→ What you will do
1. In the Brazilian Romance album article, who produced the album?
2. Transcribe the passage of the Brazilian Romance album article between "Sarah Vaughan chronology" and "on this album.", inclusive.

→ Selected passage
┏━━

Studio album by Sarah Vaughan
- Released: 1987
- Recorded: January, February, 1987
- Genre: Bossa nova, Vocal jazz
- Length: 35:26
- Label: Columbia
- Producer: Sérgio Mendes

Sarah Vaughan chronology
| The Planet Is Alive...Let it Live! (1984) | Brazilian Romance (1987) |  |

= Brazilian Romance =

Brazilian Romance is a 1987 studio album by Sarah Vaughan.

This was Vaughan's last album, though she later contributed to Quincy Jones' 1989 Back on the Block. Brazilian Romance was Vaughan's third album of Brazilian music, following Copacabana (1979) and I Love Brazil! (1977)

Vaughan was nominated for the Grammy Award for Best Jazz Vocal Performance, Female at the 30th Annual Grammy Awards for her performance on this album.

┗━━

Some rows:
┏━━

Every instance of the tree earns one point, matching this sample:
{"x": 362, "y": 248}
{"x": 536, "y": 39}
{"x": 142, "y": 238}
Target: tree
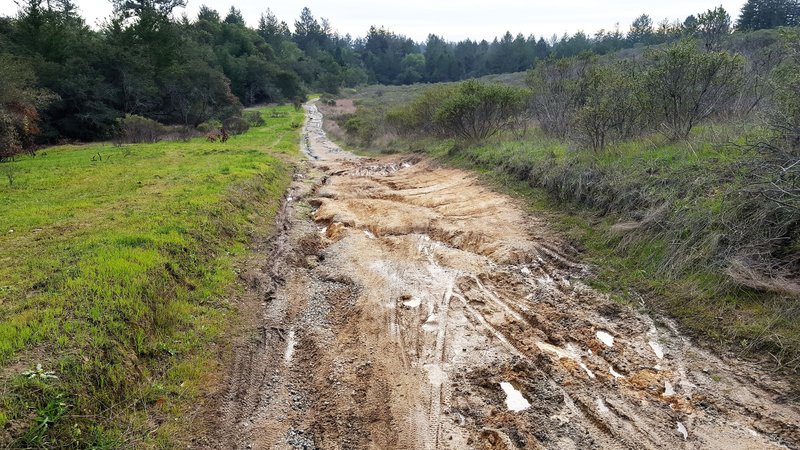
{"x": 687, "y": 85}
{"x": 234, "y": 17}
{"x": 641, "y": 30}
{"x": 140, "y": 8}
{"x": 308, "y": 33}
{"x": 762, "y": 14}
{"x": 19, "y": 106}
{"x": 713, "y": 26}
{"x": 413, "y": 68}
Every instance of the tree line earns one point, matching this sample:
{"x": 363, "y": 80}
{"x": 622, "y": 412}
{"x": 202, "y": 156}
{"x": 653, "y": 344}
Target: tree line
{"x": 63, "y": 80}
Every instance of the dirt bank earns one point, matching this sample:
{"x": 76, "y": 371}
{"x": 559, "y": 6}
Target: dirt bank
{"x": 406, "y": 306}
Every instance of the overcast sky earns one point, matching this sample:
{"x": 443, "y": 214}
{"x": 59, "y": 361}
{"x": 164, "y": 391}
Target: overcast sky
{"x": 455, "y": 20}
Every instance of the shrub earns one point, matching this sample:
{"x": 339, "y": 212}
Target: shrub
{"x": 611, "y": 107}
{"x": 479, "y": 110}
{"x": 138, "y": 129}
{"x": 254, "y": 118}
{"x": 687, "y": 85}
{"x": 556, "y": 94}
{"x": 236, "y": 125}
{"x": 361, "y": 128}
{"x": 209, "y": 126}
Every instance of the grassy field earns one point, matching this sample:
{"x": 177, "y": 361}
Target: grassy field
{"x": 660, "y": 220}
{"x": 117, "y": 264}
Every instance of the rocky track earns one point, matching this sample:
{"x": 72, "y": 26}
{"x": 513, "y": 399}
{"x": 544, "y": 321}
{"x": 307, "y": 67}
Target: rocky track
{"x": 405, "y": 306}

┗━━
┏━━

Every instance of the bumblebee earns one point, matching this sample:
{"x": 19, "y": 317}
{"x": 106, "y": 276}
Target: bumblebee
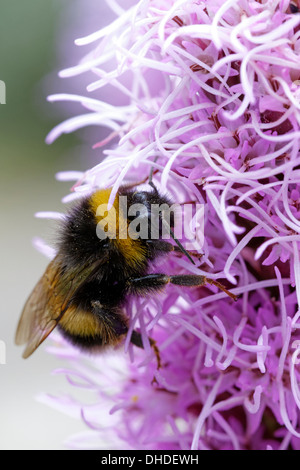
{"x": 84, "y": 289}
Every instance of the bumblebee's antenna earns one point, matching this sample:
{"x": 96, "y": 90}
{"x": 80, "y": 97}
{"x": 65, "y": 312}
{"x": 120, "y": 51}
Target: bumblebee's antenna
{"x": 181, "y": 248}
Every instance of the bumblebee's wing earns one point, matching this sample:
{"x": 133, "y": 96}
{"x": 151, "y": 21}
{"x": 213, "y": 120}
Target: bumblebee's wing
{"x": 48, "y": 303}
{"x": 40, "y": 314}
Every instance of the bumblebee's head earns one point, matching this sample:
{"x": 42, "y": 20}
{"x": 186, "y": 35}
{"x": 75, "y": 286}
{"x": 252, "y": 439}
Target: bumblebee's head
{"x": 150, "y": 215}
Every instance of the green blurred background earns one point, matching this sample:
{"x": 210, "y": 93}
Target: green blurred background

┗━━
┏━━

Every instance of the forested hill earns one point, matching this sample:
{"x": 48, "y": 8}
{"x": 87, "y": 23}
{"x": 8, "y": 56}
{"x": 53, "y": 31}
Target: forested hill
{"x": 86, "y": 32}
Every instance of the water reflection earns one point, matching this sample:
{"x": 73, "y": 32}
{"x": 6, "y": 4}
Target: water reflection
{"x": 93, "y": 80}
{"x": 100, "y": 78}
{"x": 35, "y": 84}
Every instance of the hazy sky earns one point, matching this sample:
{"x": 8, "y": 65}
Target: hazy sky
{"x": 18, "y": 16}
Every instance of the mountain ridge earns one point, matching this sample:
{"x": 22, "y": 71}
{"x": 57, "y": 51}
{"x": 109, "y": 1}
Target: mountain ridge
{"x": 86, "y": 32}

┗━━

→ Solutions to the exercise
1. Sérgio Mendes

2.
Sarah Vaughan chronology
| The Planet Is Alive...Let it Live! (1984) | Brazilian Romance (1987) |  |

= Brazilian Romance =

Brazilian Romance is a 1987 studio album by Sarah Vaughan.

This was Vaughan's last album, though she later contributed to Quincy Jones' 1989 Back on the Block. Brazilian Romance was Vaughan's third album of Brazilian music, following Copacabana (1979) and I Love Brazil! (1977)

Vaughan was nominated for the Grammy Award for Best Jazz Vocal Performance, Female at the 30th Annual Grammy Awards for her performance on this album.